* Recorded information

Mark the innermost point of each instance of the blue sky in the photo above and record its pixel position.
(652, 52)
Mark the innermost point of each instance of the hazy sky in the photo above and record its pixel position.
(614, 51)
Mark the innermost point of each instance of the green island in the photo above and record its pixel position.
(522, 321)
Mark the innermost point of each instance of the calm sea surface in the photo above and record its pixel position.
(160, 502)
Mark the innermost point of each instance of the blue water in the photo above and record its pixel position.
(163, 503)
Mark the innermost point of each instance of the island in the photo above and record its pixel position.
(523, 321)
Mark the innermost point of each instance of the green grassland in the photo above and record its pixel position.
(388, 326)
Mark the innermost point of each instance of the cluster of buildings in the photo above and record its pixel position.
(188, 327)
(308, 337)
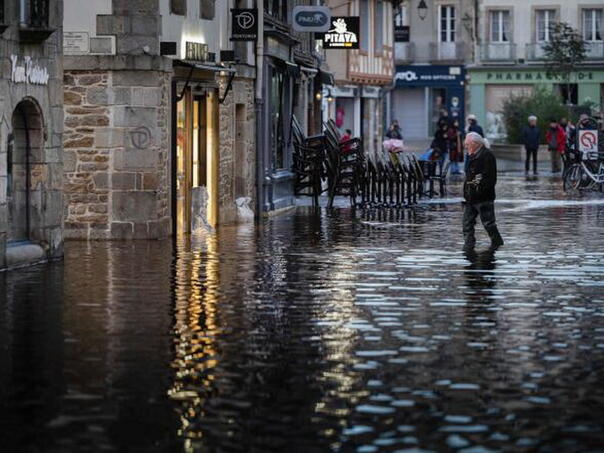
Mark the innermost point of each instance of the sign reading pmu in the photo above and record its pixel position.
(244, 24)
(344, 34)
(311, 18)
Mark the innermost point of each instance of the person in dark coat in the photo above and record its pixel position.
(473, 125)
(479, 192)
(530, 139)
(394, 131)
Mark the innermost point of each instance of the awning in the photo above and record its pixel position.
(203, 67)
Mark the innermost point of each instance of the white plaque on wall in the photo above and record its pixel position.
(75, 42)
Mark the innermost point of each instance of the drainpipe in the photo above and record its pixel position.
(260, 160)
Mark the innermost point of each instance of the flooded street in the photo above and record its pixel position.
(328, 331)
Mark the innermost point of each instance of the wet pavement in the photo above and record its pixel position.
(341, 331)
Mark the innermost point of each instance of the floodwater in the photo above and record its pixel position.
(318, 332)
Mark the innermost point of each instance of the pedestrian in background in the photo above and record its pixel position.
(479, 191)
(394, 131)
(556, 144)
(473, 125)
(530, 139)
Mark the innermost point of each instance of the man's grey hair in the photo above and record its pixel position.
(475, 137)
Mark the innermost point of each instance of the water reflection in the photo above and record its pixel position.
(329, 331)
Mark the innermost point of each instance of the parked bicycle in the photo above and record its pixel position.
(584, 160)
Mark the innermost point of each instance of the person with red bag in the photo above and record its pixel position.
(556, 144)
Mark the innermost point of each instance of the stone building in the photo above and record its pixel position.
(159, 129)
(31, 126)
(363, 76)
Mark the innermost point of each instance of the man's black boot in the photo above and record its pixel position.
(469, 242)
(496, 239)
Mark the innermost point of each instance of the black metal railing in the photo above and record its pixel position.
(34, 13)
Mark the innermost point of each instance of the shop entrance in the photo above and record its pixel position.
(24, 153)
(196, 165)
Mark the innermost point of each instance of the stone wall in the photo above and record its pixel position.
(117, 124)
(237, 147)
(43, 111)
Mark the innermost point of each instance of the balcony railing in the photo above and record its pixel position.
(447, 51)
(404, 51)
(498, 51)
(595, 50)
(34, 20)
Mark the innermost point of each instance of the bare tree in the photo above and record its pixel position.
(563, 52)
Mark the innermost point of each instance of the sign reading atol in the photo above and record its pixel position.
(28, 72)
(344, 34)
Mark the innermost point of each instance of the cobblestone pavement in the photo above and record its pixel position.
(342, 331)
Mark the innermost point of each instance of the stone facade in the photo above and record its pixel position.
(116, 141)
(237, 147)
(31, 127)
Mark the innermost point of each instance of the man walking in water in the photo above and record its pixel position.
(479, 192)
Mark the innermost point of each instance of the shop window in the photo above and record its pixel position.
(276, 9)
(500, 26)
(276, 118)
(207, 9)
(379, 27)
(364, 25)
(447, 23)
(592, 25)
(568, 93)
(544, 19)
(178, 7)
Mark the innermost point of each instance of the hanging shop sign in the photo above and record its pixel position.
(588, 142)
(244, 24)
(28, 72)
(429, 75)
(401, 33)
(196, 51)
(311, 18)
(344, 34)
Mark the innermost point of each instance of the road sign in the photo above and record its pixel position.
(311, 18)
(244, 24)
(588, 143)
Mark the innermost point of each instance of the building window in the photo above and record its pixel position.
(544, 20)
(592, 24)
(364, 25)
(447, 23)
(178, 7)
(500, 26)
(400, 17)
(34, 13)
(207, 9)
(379, 27)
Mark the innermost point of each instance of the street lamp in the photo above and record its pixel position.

* Your instructions
Copy out every line from the one holding "Mark the innermost point of each instance of the man walking" through the end of the entries, inclusive. Shift each coordinate by adding 30 to both of its numbers, and leave all other lines unchanged.

* Reply
Mark the innermost point of each instance of the man walking in water in the photo above and record its pixel position.
(509, 222)
Mark the innermost point of each instance of the shop window in the photo above and record its pixel position.
(306, 39)
(530, 56)
(306, 148)
(237, 39)
(409, 57)
(394, 55)
(477, 53)
(622, 55)
(598, 123)
(574, 49)
(208, 37)
Mark the innermost point of each instance of the hanging shop sign in the photo above and record its pixel position.
(618, 172)
(274, 54)
(58, 102)
(459, 105)
(431, 63)
(226, 81)
(341, 48)
(374, 64)
Mark the innermost point of each instance of the road sign in the photo above and record its pixel position.
(341, 48)
(274, 54)
(618, 173)
Mark the innermost point of each instance of the building window in the photo above and record its pixel position.
(574, 50)
(622, 54)
(394, 55)
(477, 53)
(208, 37)
(530, 56)
(430, 47)
(64, 43)
(237, 39)
(409, 57)
Mark the innermost point of each instance of the street lamp in the photo above and record its pixel position.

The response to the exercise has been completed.